>>
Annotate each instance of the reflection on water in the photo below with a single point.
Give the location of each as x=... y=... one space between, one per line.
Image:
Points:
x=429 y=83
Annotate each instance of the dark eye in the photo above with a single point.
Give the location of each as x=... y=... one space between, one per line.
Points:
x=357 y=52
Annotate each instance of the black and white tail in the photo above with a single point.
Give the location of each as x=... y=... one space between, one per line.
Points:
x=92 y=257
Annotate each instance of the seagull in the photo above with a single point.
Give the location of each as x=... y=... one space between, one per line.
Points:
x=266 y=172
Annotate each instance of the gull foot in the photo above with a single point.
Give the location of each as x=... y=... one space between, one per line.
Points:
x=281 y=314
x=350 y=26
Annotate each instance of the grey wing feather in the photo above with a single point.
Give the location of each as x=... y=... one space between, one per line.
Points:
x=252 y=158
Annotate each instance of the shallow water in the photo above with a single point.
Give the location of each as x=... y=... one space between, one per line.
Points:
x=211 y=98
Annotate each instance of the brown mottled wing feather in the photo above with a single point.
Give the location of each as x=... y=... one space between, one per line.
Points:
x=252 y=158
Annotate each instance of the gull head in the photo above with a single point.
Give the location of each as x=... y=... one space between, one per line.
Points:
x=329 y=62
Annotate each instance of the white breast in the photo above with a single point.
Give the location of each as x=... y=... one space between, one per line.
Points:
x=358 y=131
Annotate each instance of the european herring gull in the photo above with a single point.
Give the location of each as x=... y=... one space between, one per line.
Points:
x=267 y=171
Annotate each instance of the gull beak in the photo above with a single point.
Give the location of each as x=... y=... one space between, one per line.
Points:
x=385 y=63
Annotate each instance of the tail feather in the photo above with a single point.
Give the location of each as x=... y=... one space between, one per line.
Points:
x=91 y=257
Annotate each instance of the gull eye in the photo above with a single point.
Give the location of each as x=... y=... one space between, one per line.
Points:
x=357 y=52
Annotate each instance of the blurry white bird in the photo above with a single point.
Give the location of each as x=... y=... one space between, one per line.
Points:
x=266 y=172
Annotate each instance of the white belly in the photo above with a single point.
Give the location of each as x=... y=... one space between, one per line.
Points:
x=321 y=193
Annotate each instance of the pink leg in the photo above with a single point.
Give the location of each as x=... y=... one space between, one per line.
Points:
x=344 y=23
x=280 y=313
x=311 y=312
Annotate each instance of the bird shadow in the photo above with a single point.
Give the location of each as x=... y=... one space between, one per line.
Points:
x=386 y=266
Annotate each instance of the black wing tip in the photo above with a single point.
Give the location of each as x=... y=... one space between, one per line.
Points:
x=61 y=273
<<
Work item:
Lines holding the string "water": find them in the listing above and copy each one.

Written response:
Annotate each instance of the reflection on water in the photo below with a single point.
Annotate each instance of the shallow water in the photo above with a single point.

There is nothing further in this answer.